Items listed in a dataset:

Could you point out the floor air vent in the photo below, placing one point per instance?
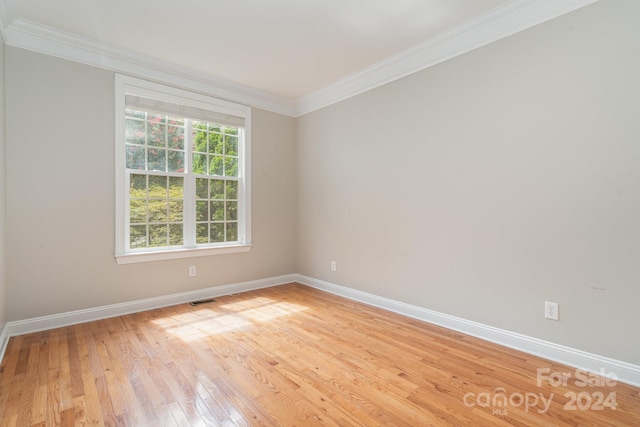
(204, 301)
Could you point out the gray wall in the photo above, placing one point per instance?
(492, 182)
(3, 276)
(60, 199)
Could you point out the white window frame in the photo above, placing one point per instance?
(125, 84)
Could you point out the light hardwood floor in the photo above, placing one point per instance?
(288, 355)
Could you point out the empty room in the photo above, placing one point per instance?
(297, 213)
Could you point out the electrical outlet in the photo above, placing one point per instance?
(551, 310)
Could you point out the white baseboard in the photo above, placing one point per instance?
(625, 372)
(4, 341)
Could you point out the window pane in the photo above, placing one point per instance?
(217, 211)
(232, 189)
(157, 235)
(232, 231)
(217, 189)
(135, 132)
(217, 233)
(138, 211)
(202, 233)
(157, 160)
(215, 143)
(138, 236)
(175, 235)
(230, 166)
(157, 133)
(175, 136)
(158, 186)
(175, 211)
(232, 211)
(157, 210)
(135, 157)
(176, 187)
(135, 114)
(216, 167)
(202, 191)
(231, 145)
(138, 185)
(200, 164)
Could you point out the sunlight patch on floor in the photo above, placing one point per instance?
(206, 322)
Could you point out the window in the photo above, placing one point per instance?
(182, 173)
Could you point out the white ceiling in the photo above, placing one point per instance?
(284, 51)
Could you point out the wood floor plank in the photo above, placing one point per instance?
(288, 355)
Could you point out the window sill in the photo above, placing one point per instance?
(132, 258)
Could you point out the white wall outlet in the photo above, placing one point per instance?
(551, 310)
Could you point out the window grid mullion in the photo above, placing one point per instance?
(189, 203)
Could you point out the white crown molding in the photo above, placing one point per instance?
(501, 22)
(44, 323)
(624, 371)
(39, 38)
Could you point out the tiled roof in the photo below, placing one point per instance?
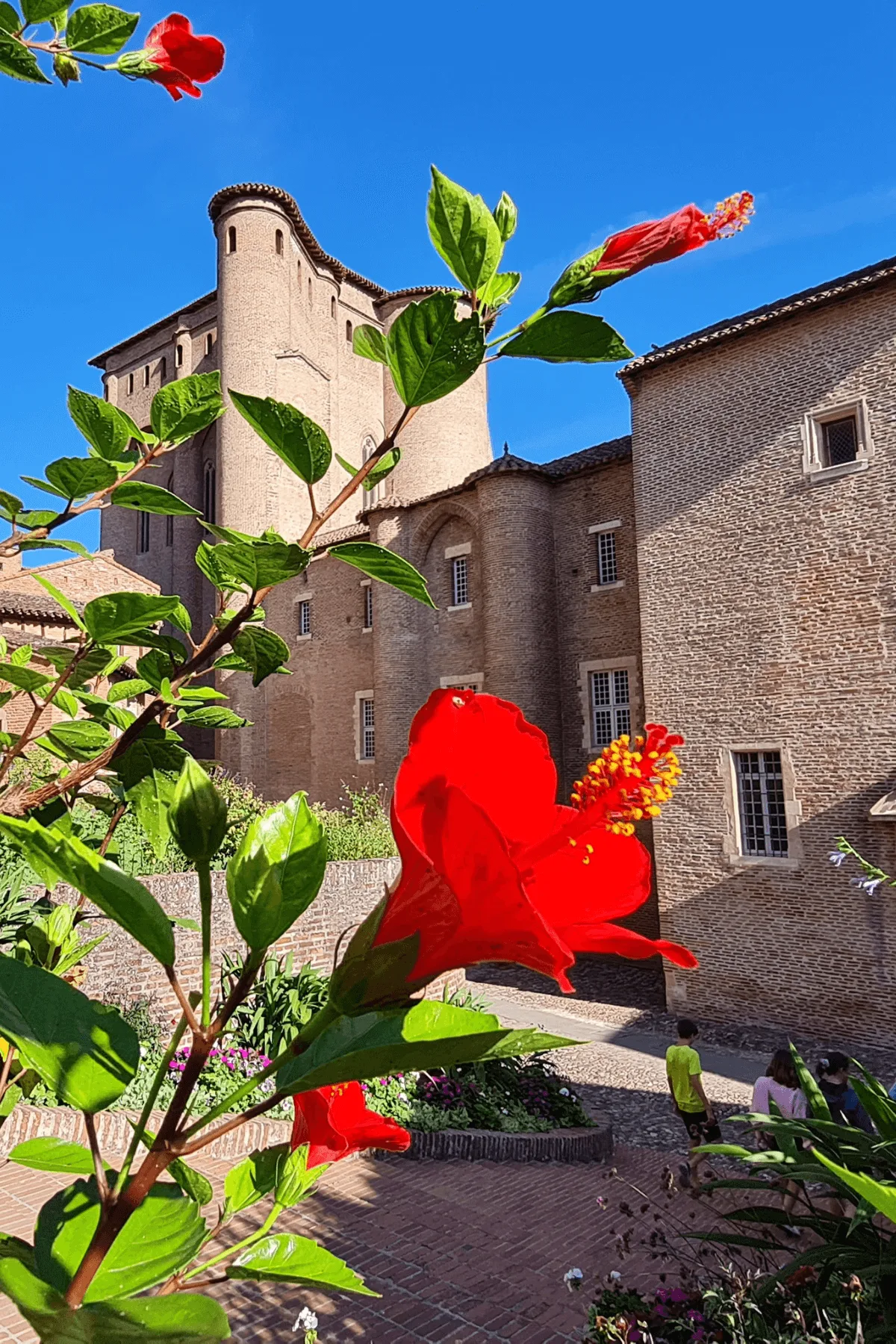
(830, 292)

Task statement -> Could you set down nothing but the lines from the one containing "Could you point out the white window" through the last line of the records above, both ends included, exactly as given and free of pictures?

Completed exercise ->
Could you point out the white window frame in the photo above, placing one point per instance?
(125, 84)
Could you point out the light hardwood floor in the photo above, placing one point per instance?
(288, 355)
Could you point out the empty room in the photo above, placing one point per instance?
(297, 213)
Could you point out the electrical outlet in the photo above, placing one point per instance?
(551, 310)
Could you point out the white baseboard in the photo above, placing one point per instance?
(625, 372)
(4, 341)
Could you point out the window pane in the photo above, placing one point per instance?
(217, 211)
(232, 189)
(157, 235)
(232, 231)
(217, 189)
(135, 132)
(217, 233)
(138, 211)
(202, 233)
(157, 160)
(215, 143)
(138, 236)
(175, 235)
(230, 166)
(157, 133)
(175, 136)
(158, 186)
(175, 211)
(232, 211)
(157, 210)
(135, 157)
(176, 187)
(135, 114)
(216, 167)
(202, 191)
(231, 145)
(138, 185)
(200, 164)
Could you point out the sunlight patch on floor in the photo above, placing one point per instance?
(206, 322)
Could you point out the window in the photo above, placing one point per instance?
(182, 173)
Could you point out the white ceiling in the photo above, placing one point per instance?
(284, 51)
Could you point out the wood floor plank in the photo above, placing one point per instance?
(288, 355)
Could you point out the window sill in the photo above, placing one point per instance?
(132, 258)
Could you point out the white wall outlet in the photo above, placing one point per instance?
(551, 310)
Could you point out the window grid mullion in the photo above, placing one point per instance?
(189, 203)
Could you point out the white crown molding in the photo above, placing one point per instance?
(501, 22)
(44, 323)
(624, 371)
(39, 38)
Could you point out the tiled roof in the photo below, placing one point per instance?
(830, 292)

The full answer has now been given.